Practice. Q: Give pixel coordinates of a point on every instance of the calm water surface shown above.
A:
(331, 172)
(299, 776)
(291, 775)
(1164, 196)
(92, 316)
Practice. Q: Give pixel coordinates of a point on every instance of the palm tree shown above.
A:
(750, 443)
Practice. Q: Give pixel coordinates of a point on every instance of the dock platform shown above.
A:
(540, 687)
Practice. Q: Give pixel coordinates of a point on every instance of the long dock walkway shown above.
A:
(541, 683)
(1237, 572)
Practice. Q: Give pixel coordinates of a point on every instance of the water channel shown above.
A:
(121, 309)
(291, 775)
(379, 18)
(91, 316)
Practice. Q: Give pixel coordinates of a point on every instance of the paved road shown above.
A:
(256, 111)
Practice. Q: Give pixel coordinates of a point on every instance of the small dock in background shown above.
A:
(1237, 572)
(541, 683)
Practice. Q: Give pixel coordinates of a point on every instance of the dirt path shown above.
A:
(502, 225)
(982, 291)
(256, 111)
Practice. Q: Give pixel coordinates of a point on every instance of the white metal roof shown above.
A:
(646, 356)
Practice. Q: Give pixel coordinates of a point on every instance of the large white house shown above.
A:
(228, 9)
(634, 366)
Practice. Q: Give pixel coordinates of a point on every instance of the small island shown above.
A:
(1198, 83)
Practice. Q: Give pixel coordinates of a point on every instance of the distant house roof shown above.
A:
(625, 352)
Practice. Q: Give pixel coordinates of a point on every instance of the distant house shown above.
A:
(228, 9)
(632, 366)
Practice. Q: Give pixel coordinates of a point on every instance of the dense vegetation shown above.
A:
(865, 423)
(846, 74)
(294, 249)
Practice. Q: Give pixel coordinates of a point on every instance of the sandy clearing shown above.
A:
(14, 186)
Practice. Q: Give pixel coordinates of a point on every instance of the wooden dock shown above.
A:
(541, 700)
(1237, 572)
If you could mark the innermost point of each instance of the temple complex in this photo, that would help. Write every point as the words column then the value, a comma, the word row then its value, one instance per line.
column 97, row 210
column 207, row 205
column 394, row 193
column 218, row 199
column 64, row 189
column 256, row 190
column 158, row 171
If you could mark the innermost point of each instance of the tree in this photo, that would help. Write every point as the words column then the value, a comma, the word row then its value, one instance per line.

==============================

_Do this_: Each record above should be repeated exactly as it appears.

_Response to this task_:
Practice. Q: Give pixel coordinates of a point on every instance of the calm water surface shown above.
A:
(331, 172)
(299, 776)
(291, 775)
(1164, 196)
(92, 316)
Practice. Q: Give pixel coordinates of a point on every instance of the palm tree shown above.
A:
(750, 443)
Practice. Q: Give pixel coordinates of a point on every instance of the dock platform shown above.
A:
(540, 687)
Practice. Q: Give pixel coordinates of a point on every instance of the long dock walkway shown above.
A:
(541, 683)
(1237, 572)
Practice. Q: Give pixel coordinates of a point on every instance of the water channel shown above.
A:
(121, 309)
(291, 775)
(379, 18)
(91, 316)
Practice. Q: Give pixel coordinates of a point on every instance of the paved road shown above.
A:
(256, 111)
Practice. Q: Give pixel coordinates of a point on every instance of the small dock in background shown above.
A:
(1237, 572)
(541, 683)
Practice. Q: Give pixel coordinates of a point on every instance of the dirt path shown above.
A:
(502, 225)
(982, 291)
(256, 111)
Practice. Q: Give pixel coordinates of a point on every instance of the white metal roof shown above.
A:
(646, 356)
Practice. Q: Give pixel coordinates of a point on every instance of the large white house shown above.
A:
(228, 9)
(634, 366)
Practice. Q: Give pixel coordinates of a point on every instance of the small island shown above.
A:
(1198, 83)
Practice. Q: Give pixel coordinates of a point on every instance of the distant house roof shown above.
A:
(625, 352)
Practice. Q: Give pixel coordinates of a point on every instance of the distant house shown above.
A:
(228, 9)
(632, 366)
Practice. Q: Give pixel coordinates of a point on every instance of the dense vegetation shown above.
A:
(865, 423)
(846, 74)
(294, 249)
Practice. Q: Give pixel coordinates of a point on every instance of the sandy clearing shown above.
A:
(14, 186)
Practice. Q: Give pixel coordinates of a point on every instance of the wooden dock shown above.
A:
(541, 700)
(1237, 572)
If you could mark the innermost point of each instance of the temple complex in this photo, that would help. Write every point as the words column then the value, a comma, the word row then its value, one instance per line.
column 97, row 210
column 207, row 205
column 394, row 193
column 218, row 199
column 64, row 189
column 256, row 190
column 158, row 171
If you could mark the innermost point of each instance of the tree in this photo, that would help. Write every point as the words column then the value, a comma, the word row then its value, one instance per line.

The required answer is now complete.